Aussi étais-je bien curieuse de découvrir cette Intruse, pièce de jeunesse de Maeterlinck publiée la même année que Les Aveugles (en 1890) mais rarement montée… D’autant plus intriguée que je ne connaissais pas du tout le metteur en scène Emmanuel Texeraud, acteur confirmé dont c’était la deuxième création, après Mauser de Heiner Müller, qu’il avait présenté au Théâtre de la Vie en 2009.

Cette Intruse résulte d’une recherche menée depuis 2012 au sein d’une jeune compagnie bruxelloise nommée Fitzcarraldo, elle s’est développée lors de résidences dans divers lieux théâtraux et a été réalisée sans aucune subvention (!), mais avec une solide équipe d’acteurs et de créateurs pour le son, la lumière, la scénographie et les costumes. Nous étions conviés à en découvrir la première ce 28 janvier 2016 dans un espace insolite, la vaste salle de la fabrique artistique Carthago delenda est, quelque part du côté de la Gare de l’Ouest.

La mort des humains et la vie des abeilles
À la suite d’un accouchement difficile, alors qu’une famille réunie dans un salon espère le réveil de la mère et le premier cri du nouveau-né, la Mort, invisible, s’introduit dans la maison. Malgré les avertissements de l’aïeul aveugle – qui seul pressent une présence et que nul ne veut entendre – la fatale Intruse s’approche…
Telle est l’intrigue de ce petit drame en un acte, à la fois intemporel et universel par son sujet et en même temps situé  « dans les temps modernes », comme l’indique la première didascalie du texte. Le Père et l’Oncle sont en effet des bourgeois rationalistes et pragmatiques de la modernité (le 20e siècle se profile… entre autres dans les costumes signés Charlyne Misplon), qui refusent d’accorder du crédit à l’intuition angoissée de l’Aïeul face à l’énigme de la vie et de la mort, énigme à laquelle la Fille est réceptive, du fait de sa jeunesse. Le conflit de générations est perceptible dans cette famille sur le déclin, gagnée par l’effroi métaphysique…

Quand on pénètre dans la salle de spectacle, l’atmosphère embrumée nous plonge déjà dans les ténèbres du drame. Mais ce n’est pas par lui qu’on commence. Si le lieu est enfumé, c’est à cause d’une ruche, placée au centre d’une petite avant-scène, une ruche (faussement) bourdonnante que regardent deux figures assises de profil sur un banc – dont l’une est en tenue d’apiculteur, tenant un enfumoir pour abeilles. La fumée prend déjà un tout autre sens… Et c’est par un extrait de La Vie des abeilles, délicat essai du Maeterlinck naturaliste, que s’ouvre le spectacle : une femme enceinte – qui se révélera être l’accouchée dont il est question dans L’Intruse –  rend hommage à « l’esprit de la ruche » – puissance vitale de cette communauté de butineuses qu’on sait aujourd’hui menacées d’extinction.
========================================================================
## Tâche A
Relevez toutes les œuvres de Maeterlinck mentionnées dans l'extrait ci-dessus.
## Tâche B
Répondez brièvement à chacune de ces questions d'après l'extrait ci-dessus.
(i) En quelle année L'Intruse a-t-elle été publiée ?
(ii) Quel est le nom de la jeune compagnie bruxelloise qui mène cette recherche ?
(iii) Qui signe les costumes du spectacle ?
## Tâche C
Recopiez mot pour mot le passage de l'extrait qui commence par « Cette Intruse résulte » et se termine par « Gare de l’Ouest. ».
========================================================================
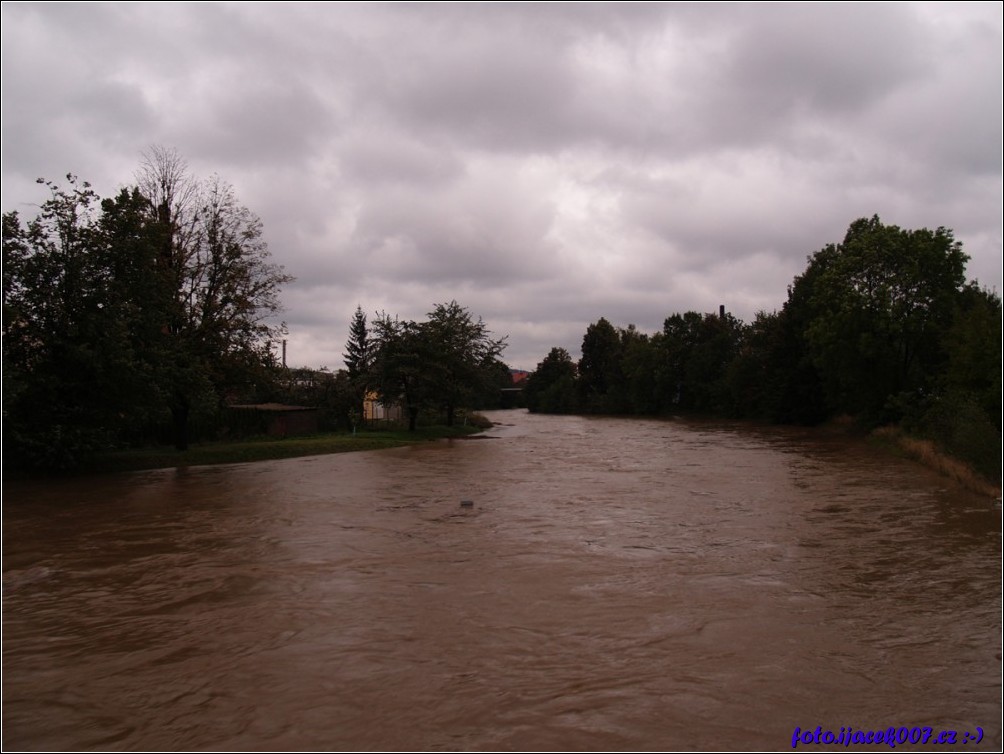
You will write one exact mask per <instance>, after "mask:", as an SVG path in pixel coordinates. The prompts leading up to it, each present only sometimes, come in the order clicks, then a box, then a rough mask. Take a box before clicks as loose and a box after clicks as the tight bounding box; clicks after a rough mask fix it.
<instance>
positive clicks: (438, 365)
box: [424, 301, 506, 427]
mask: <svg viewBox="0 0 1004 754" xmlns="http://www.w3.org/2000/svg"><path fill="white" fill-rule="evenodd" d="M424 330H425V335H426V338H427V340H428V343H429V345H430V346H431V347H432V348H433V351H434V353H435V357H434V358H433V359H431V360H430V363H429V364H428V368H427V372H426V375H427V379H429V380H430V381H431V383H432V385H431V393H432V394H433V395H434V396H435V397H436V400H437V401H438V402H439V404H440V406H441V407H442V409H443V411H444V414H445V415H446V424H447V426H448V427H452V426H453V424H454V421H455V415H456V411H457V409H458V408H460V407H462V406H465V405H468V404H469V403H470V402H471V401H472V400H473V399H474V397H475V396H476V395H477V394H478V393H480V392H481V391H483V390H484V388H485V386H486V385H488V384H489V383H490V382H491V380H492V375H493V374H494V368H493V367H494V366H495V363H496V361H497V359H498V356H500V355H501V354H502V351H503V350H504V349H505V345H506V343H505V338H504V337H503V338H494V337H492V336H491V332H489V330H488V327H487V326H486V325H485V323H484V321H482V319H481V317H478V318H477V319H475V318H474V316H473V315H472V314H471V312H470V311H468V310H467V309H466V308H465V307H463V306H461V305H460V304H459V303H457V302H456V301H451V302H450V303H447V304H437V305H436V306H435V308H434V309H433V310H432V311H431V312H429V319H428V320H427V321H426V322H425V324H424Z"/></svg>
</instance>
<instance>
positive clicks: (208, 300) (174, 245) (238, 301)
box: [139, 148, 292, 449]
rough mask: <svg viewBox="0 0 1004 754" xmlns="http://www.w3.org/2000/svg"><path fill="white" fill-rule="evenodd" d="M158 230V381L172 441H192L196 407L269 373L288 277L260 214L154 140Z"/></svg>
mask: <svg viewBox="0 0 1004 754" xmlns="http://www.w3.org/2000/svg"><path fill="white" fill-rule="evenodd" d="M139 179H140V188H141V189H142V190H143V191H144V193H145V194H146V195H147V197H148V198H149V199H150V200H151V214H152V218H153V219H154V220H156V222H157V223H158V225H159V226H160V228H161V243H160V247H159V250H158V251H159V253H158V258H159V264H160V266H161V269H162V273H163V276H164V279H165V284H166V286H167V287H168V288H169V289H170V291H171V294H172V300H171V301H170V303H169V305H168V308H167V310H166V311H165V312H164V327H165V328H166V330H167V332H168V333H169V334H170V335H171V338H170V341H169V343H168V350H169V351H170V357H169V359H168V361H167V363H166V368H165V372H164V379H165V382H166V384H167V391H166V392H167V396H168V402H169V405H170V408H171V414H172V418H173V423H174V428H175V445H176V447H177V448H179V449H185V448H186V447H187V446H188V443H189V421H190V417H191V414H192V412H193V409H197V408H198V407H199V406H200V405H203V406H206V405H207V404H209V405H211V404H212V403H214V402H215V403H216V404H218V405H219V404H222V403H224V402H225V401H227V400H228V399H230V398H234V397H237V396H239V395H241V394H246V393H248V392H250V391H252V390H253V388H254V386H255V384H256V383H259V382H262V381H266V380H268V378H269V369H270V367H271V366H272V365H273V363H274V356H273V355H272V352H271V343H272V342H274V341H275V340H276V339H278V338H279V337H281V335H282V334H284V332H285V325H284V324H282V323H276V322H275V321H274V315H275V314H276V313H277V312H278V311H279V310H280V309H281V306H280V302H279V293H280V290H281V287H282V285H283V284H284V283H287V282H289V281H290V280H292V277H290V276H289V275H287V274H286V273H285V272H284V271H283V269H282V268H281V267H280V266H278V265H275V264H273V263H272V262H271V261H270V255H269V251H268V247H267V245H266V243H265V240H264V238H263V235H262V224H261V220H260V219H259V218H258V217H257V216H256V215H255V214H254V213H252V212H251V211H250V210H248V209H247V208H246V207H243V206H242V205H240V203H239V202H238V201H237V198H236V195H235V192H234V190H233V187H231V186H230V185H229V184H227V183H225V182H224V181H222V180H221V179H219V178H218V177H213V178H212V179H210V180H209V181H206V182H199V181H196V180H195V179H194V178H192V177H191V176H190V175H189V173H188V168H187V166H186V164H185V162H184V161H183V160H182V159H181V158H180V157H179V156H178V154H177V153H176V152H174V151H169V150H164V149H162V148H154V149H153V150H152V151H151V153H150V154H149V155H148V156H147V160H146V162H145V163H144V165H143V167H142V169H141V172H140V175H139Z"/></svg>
========================================================================
## Réponse A
L'Intruse
Les Aveugles
La Vie des abeilles

## Réponse B
(i) En 1890.
(ii) Fitzcarraldo.
(iii) Charlyne Misplon.

## Réponse C
Cette Intruse résulte d’une recherche menée depuis 2012 au sein d’une jeune compagnie bruxelloise nommée Fitzcarraldo, elle s’est développée lors de résidences dans divers lieux théâtraux et a été réalisée sans aucune subvention (!), mais avec une solide équipe d’acteurs et de créateurs pour le son, la lumière, la scénographie et les costumes. Nous étions conviés à en découvrir la première ce 28 janvier 2016 dans un espace insolite, la vaste salle de la fabrique artistique Carthago delenda est, quelque part du côté de la Gare de l’Ouest.